[Data extracted from a collection]
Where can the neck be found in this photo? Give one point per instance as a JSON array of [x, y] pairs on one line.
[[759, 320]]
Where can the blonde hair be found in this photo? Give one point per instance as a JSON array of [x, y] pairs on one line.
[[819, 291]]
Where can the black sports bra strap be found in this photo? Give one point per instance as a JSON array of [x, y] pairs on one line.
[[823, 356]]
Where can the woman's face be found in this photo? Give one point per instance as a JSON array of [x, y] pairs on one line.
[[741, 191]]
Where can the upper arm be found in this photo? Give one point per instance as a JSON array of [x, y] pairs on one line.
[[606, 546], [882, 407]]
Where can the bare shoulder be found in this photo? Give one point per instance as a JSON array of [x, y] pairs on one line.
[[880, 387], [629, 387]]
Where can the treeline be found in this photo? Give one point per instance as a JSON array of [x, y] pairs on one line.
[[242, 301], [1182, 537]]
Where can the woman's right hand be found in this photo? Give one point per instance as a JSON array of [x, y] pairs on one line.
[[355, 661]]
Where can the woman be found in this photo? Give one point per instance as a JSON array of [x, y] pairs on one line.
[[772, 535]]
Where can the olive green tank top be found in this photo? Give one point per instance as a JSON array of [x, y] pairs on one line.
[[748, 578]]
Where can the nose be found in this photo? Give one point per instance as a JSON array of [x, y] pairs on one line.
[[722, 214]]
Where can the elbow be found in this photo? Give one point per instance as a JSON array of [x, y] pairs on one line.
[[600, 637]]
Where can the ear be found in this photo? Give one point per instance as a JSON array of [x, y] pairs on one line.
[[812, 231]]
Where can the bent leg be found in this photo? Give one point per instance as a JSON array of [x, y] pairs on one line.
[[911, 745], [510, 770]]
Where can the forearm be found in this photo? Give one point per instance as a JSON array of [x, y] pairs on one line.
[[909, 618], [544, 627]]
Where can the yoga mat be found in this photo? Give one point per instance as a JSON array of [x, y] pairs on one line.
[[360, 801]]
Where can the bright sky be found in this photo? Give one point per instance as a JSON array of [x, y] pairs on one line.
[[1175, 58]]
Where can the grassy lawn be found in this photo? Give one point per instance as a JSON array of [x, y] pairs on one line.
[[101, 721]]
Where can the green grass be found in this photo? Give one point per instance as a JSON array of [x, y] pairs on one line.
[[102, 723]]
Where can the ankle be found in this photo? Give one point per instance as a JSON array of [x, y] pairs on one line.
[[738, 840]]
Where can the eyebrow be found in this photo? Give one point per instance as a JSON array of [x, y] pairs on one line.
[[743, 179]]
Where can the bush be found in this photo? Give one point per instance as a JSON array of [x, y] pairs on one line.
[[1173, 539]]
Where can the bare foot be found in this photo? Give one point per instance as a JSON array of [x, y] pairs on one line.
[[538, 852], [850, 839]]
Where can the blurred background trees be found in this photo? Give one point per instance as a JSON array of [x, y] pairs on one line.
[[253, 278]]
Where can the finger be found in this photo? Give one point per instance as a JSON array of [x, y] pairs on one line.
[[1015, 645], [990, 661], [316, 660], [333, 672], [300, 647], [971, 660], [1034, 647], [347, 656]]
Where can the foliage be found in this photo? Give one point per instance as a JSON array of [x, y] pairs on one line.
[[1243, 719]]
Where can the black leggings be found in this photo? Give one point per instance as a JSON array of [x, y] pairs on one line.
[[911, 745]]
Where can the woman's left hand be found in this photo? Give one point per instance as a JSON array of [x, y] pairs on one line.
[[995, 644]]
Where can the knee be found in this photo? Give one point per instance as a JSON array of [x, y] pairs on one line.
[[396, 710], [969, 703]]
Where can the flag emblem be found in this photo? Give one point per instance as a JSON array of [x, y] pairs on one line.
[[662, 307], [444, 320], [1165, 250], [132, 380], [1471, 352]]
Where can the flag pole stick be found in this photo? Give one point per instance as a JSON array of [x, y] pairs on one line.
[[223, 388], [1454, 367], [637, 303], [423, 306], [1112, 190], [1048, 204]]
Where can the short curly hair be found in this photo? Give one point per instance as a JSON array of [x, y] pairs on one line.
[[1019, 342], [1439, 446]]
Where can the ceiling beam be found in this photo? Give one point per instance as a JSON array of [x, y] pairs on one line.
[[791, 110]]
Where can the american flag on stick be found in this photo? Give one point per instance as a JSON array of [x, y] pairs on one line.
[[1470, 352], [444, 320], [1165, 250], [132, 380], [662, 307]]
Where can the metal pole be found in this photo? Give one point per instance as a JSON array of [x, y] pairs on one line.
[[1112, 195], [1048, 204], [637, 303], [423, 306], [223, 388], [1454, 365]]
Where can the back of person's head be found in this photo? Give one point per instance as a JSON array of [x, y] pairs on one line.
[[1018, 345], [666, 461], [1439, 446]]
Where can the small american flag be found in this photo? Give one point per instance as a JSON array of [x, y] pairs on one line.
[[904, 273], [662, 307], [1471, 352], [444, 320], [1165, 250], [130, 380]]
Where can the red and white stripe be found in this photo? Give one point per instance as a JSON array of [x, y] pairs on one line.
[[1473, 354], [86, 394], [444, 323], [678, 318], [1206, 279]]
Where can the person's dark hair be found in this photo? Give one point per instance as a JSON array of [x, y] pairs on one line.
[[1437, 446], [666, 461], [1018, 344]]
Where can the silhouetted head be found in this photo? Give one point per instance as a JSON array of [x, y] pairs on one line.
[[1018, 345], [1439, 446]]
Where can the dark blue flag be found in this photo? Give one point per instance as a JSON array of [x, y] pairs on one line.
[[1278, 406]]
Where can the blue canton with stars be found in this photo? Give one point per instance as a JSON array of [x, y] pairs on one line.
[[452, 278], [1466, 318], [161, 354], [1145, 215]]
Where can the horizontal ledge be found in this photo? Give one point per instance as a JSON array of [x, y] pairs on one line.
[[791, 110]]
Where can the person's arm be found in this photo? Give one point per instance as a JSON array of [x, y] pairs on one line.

Assigned task:
Take the records above and copy them out exactly.

Task solution:
Where can the neck be found in this photo? Give one point per instance as a JSON array of [x, y] pairs on one line.
[[759, 320]]
Where can the blonde hair be found in this photo? Give one point per instance as a JSON array of [x, y] pairs on one line.
[[819, 291]]
Where can the black sports bra strap be found in this photo? Give one point per instance as a JSON array of [x, y] pairs on one line.
[[823, 356]]
Where can the woman's face be found in this photo? Give one point per instance as a JSON array of [x, y] pairs on one line.
[[741, 191]]
Where can the upper arm be found in this photo? Give one point per instance as a JSON array of [x, y] pairs on one line.
[[606, 546], [882, 407]]
Where can the bare shoulder be found in this photo? Give one point per instance as a JSON array of [x, y] pairs on one line.
[[880, 387], [629, 387]]
Where can the treeline be found in this photo? Give one point per instance as a JSON array of [x, y] pairs on one line.
[[242, 301], [1182, 537]]
Where can the woman's right hand be found in this photo? Give one point per instance as a JSON array of [x, y] pairs on one line.
[[355, 661]]
Where can the woman be found in this photo? Give one point per instance as a JSON array of [x, y] pairs on one line.
[[772, 535]]
Where can the olive green tank top be found in this photo? Give one point per instance as a JSON array of [x, y] pairs on one line.
[[748, 578]]
Where can the nose be found in this photo? Give one point per instance as a JSON array of [x, y] pairs on one line.
[[722, 214]]
Where can the elbow be found in this photo? Give one point per instance as a JSON array of [x, y] pairs on one line.
[[600, 637]]
Where can the ear be found in this photo? Give one point per instance as a JSON array of [x, y] pairs on one line.
[[812, 231]]
Where can the bent leg be found in this photo? Give one point per instance as a JSON array of [x, y] pairs on one line.
[[911, 745], [510, 770]]
Where can the forearm be found in this photo? Give one point per instance as a JSON array of [x, y] pairs on one line.
[[909, 618], [544, 627]]
Where can the yoga mat be found in this photo? Give one point per instance as a JSON array of [x, y] pairs on one line.
[[360, 801]]
Where can the bright sky be found in this photo? Give one point per instance as a JSON array of [x, y] pairs on one line.
[[1175, 58]]
Where can the grassy lawn be found in this photo? Give one point per instance as a JSON array of [x, y] pairs on one line.
[[101, 721]]
Where can the green grass be found in this photo? Give one point per instance as a JSON array of [x, y] pairs on one line.
[[102, 723]]
Where can the ankle be found in this photo? Give one point per instance as a JSON array of [x, y] pairs on one line.
[[738, 840]]
Where can the eyebrow be found in this photo? Give one point per instance as a JSON array of [x, y] pairs on one line.
[[743, 179]]
Where can the bush be found in this photo? Give one point per instance as a JSON array of [x, y] pairs on one line.
[[1173, 539]]
Where can the bare foot be found in this photo? Give one point per instance as a JSON array of [x, y] pairs on one line.
[[538, 852], [850, 839]]
Where can the blurred background trees be found in this photo? Give one point per instance as a JSON array of [x, y] pairs on one line.
[[253, 278]]
Where can the finger be found in this photo? Give one point per instance as a JSON array of [x, y] pairs on one line.
[[1015, 645], [990, 661], [316, 660], [333, 672], [300, 647], [971, 660], [1034, 647], [347, 656]]
Where can the foliage be found in this photo? Give one point per instance as a JSON array of [x, y] pairs on one line.
[[1243, 719]]
Where can the black leggings be found in this photo? Give one point per instance as a JSON array of [x, y] pairs on one line.
[[911, 745]]
Where can the woman's left hand be found in this photo? Give one point per instance as a JSON array of [x, y] pairs on one line.
[[995, 644]]
Where can the knee be found in this photo? Give one point per instance as a JSON array of [x, y] pairs on one line.
[[396, 710], [969, 703]]
Where can the flag emblem be found in this photo? Give one point per instance as a JSON array of [x, y] pairs on one line.
[[662, 307], [444, 320], [1165, 250], [132, 380], [1471, 352]]
Where can the flag pole stick be found in this photo? Give one point per instance as a JSON array of [x, y] pairs on one line.
[[223, 388], [1454, 367], [637, 303], [423, 306], [1112, 190], [1048, 204]]
Where can the short curly hair be found in this photo? Give one point per instance as a JSON array of [x, y] pairs on one line.
[[1019, 342], [1439, 446]]
Where can the ceiling beam be found in this photo? Give one point per instance as a JSON array of [x, y] pairs on one line.
[[791, 110]]
Where can the american flag on stick be found in this photo? Give one point per instance as a JSON array of [x, y] pairs on one line.
[[1470, 352], [444, 320], [1165, 250], [132, 380], [662, 307]]
Where can the metal pole be found in this photo? Give one point per instance as a JSON array of [x, y] pairs on one line.
[[1112, 195], [1048, 204], [637, 303], [423, 306], [223, 388], [1454, 365]]
Where can the back of person's head be found in this photo? Give one point per instance as a JSON array of [x, y] pairs on one line.
[[1018, 345], [666, 461], [1439, 446]]
Where can the small american flag be found in this photo? Give one point per instance as a JSON array of [x, y] pairs on one line.
[[904, 273], [662, 307], [1471, 352], [444, 320], [1165, 250], [130, 380]]
Where can the red and white stripe be found in this photo? Give one point per instance as a JSON array of [x, y] pairs on one line.
[[1473, 354], [86, 394], [444, 323], [678, 318], [1206, 279]]
Where can the person's dark hair be found in this photo? Give one point per instance as a JSON array of [x, y] pairs on one line.
[[1437, 446], [666, 461], [1018, 344]]
Where can the silhouetted head be found in this photo? Give one point per instance as a JSON array of [x, y] pairs on one line.
[[1018, 345], [1439, 446]]
Where can the dark blue flag be found in this photo? Give one point per instance as a JSON array of [x, y] pairs on one line.
[[1278, 406]]
Where can the blue canton with stars be found in this photo? Give one point per instance as a JSON array of [x, y] pairs on one line.
[[452, 278], [1466, 318], [161, 354], [1145, 215]]
Where can the horizontal ledge be found in this photo? Give one point per instance as a JSON array of [x, y] pairs on one line.
[[791, 110]]
Where can the person's arm be found in this photo? Give one point per instance as a JSON array of [x, y] pairs on one line.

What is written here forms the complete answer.